_WHAT THE TASK ASKS_
Print the records below exactly, and do not carry over any picture.

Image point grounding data
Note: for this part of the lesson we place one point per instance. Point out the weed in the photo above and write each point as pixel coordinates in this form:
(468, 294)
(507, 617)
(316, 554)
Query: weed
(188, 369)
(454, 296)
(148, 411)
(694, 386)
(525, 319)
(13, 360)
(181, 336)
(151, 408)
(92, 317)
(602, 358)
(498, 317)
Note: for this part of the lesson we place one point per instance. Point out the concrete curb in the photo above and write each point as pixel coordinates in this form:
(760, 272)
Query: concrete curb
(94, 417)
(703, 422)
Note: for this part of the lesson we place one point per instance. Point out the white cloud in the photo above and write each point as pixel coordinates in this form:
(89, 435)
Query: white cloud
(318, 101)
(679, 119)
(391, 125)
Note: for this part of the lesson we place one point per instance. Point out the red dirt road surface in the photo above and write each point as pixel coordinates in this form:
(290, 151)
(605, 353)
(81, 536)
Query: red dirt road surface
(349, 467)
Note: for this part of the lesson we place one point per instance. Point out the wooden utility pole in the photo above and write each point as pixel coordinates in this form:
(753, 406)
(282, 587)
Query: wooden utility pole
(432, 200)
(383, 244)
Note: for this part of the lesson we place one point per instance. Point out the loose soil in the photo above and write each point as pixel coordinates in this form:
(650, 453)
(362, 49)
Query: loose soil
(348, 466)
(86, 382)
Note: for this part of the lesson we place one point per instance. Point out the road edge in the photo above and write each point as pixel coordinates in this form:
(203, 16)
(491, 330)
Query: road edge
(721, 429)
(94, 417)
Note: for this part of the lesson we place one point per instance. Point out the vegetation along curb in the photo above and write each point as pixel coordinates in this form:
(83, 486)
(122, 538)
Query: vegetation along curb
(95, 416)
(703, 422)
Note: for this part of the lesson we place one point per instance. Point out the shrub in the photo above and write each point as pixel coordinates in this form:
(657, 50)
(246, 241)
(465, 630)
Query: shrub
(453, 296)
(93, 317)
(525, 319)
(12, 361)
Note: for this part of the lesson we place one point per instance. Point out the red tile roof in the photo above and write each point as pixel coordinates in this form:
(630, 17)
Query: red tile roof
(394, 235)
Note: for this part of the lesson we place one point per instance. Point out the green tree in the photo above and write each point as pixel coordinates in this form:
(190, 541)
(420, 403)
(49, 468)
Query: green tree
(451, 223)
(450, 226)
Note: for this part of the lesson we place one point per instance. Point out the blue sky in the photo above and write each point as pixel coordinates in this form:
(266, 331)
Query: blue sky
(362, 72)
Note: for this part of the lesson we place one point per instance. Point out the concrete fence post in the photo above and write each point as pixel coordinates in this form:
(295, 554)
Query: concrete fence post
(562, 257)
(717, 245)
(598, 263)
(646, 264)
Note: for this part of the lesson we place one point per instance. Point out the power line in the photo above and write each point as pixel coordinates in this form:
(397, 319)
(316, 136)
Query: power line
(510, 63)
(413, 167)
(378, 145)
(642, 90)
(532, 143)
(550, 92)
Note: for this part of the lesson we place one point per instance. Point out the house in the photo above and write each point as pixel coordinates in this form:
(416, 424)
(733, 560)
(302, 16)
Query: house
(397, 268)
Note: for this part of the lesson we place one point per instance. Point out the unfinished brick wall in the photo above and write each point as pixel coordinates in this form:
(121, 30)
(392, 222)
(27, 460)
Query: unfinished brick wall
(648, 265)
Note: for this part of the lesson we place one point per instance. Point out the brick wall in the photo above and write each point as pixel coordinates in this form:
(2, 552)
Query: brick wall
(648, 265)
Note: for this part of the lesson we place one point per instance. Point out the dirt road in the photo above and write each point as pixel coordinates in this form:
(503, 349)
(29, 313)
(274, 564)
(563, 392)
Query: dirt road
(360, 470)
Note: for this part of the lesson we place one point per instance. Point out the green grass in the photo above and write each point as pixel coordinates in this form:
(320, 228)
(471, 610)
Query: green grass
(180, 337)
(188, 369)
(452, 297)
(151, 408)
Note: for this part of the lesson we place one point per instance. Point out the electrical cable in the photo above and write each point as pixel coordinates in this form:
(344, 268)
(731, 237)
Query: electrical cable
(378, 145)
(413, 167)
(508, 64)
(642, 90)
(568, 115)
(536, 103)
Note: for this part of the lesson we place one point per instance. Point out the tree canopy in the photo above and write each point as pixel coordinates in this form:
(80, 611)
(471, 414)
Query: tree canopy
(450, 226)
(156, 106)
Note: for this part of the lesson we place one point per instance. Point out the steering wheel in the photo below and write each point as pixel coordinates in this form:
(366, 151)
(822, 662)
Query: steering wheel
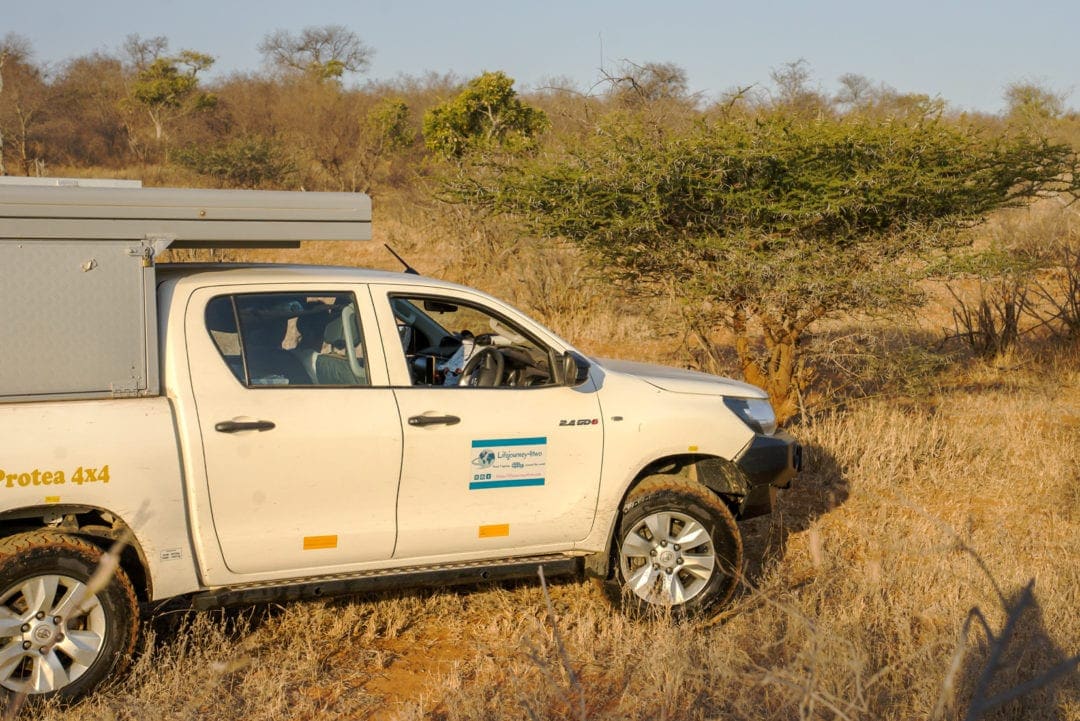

_YOUR SOLUTION_
Note: for this part of the lesson we place one point per instance. Point out the weed in the photo above and write each point as pixel coordinates in this form:
(468, 294)
(507, 617)
(316, 554)
Query: weed
(188, 369)
(454, 296)
(148, 411)
(694, 386)
(525, 319)
(13, 360)
(181, 336)
(151, 408)
(92, 317)
(602, 358)
(498, 317)
Note: for this part of the lesson we place one point per instance. Point out the concrete curb in the photo above and write each point as pixel coordinates in this form:
(760, 272)
Query: concrete curb
(94, 417)
(703, 422)
Note: for this part of the lesson we place one point per instance. Point out the white cloud in the photo above and write each point as pixel coordinates in this form:
(89, 435)
Query: white cloud
(318, 101)
(679, 119)
(391, 125)
Note: for this part of the lesson we place one point per instance. Point out the red dirt road surface in the photo above and write each point as pixel coordinates in this form:
(290, 151)
(605, 353)
(81, 536)
Query: red dirt road surface
(349, 467)
Note: for this part of the lesson we place one point per instance. Point out the wooden utility pole in the photo above and write each point as pixel coordinates in this form:
(753, 406)
(282, 587)
Query: wooden utility pole
(432, 200)
(383, 244)
Note: for this part of the lesson we place one point per instance. Point out the loose soil in the photo above and write each point as pixel coordinates in this form:
(650, 453)
(362, 49)
Query: loose soil
(348, 466)
(86, 382)
Note: for this part of the lesson we place one point per instance. Point out the road edge in the photo above and write each point as pixel coordinates in this form:
(203, 16)
(491, 330)
Query: road edge
(721, 429)
(94, 417)
Note: for this part of the lesson we place one point per instance. Point out the vegetation along curb in the photo above and write each point as pixel coordinates in this form:
(83, 486)
(122, 538)
Query: vegetation along curb
(95, 416)
(703, 422)
Note: for this part of the lesson we place one point per instance. Point out the shrub in the photo above and write each point as pixel coordinates in this form:
(657, 50)
(246, 241)
(465, 630)
Query: shrub
(453, 296)
(93, 317)
(525, 319)
(12, 361)
Note: for this part of the lesson we place one point per instance. Point out the red tile roof in the photo above and write each point as pixel coordinates in this form:
(630, 17)
Query: red tile roof
(394, 235)
Note: for this part of the lesson we place one point per instance. Point out the green tree in the photo above and write each point as pixel coordinates in this form:
(190, 541)
(420, 403)
(49, 468)
Query: green tree
(451, 223)
(450, 226)
Note: for this part of the lesson we place one point per instance. Point out the blue sky in the photo above and write each point as pixel coordinates in this form:
(266, 331)
Query: blue sky
(362, 72)
Note: for this part of the lesson we place one point per instance. Point out the concrete fence post in the photo above and write each point as pixel coordinates in this form:
(295, 554)
Query: concrete fence post
(562, 257)
(717, 245)
(598, 263)
(646, 264)
Note: for this part of the lesson we place one point per instance. Point out the power line in the photo above and write each point as pixel coordinates in this form:
(397, 319)
(316, 136)
Query: power line
(510, 63)
(413, 167)
(378, 145)
(642, 90)
(532, 143)
(550, 92)
Note: for this part of the lesson we place one point per instance. Point out the house in the photo above and write each point as pixel coordinates in this form:
(416, 424)
(733, 560)
(302, 16)
Query: house
(397, 268)
Note: for this part of the lesson we place one point per instance. Point out the unfinished brick wall in the photo above and write each point as pixel coordinates in this form:
(121, 30)
(392, 222)
(27, 460)
Query: unfinished brick wall
(648, 265)
Note: for this part of the lesson we place one point per instance. Point out the brick wall in the photo above and write each point as pixel coordinates in this form:
(2, 552)
Query: brick wall
(648, 265)
Note: for this part of the lesson we place one point per instance. Point out the dirt road in the photo above and write each point as pixel coordinates in this form:
(503, 349)
(29, 313)
(274, 564)
(563, 392)
Query: dirt road
(360, 470)
Note: for this part of the lesson we place one point per instance. Point out the green grass in the photo above and write each point as pixel coordinates in this form:
(320, 228)
(471, 610)
Query: green grass
(180, 337)
(188, 369)
(452, 297)
(151, 408)
Note: for this part of the lesson we place one point per instance. Point out the electrical cable in the photo above and write each point as pixel coordinates in this form:
(344, 268)
(731, 237)
Query: electrical cable
(378, 145)
(413, 167)
(508, 64)
(642, 90)
(568, 115)
(536, 103)
Note: for this part of the lesson we place one point per instance. Point out the tree canopy in the photo above and write each point as pixel coordinates in this form:
(80, 611)
(471, 414)
Query: tree canopy
(450, 226)
(156, 106)
Note: for this part of the lesson we place one point per instance. Point out the steering wheel in the photo below and write each point as pixel coordinates in this form:
(366, 151)
(822, 662)
Query: steering wheel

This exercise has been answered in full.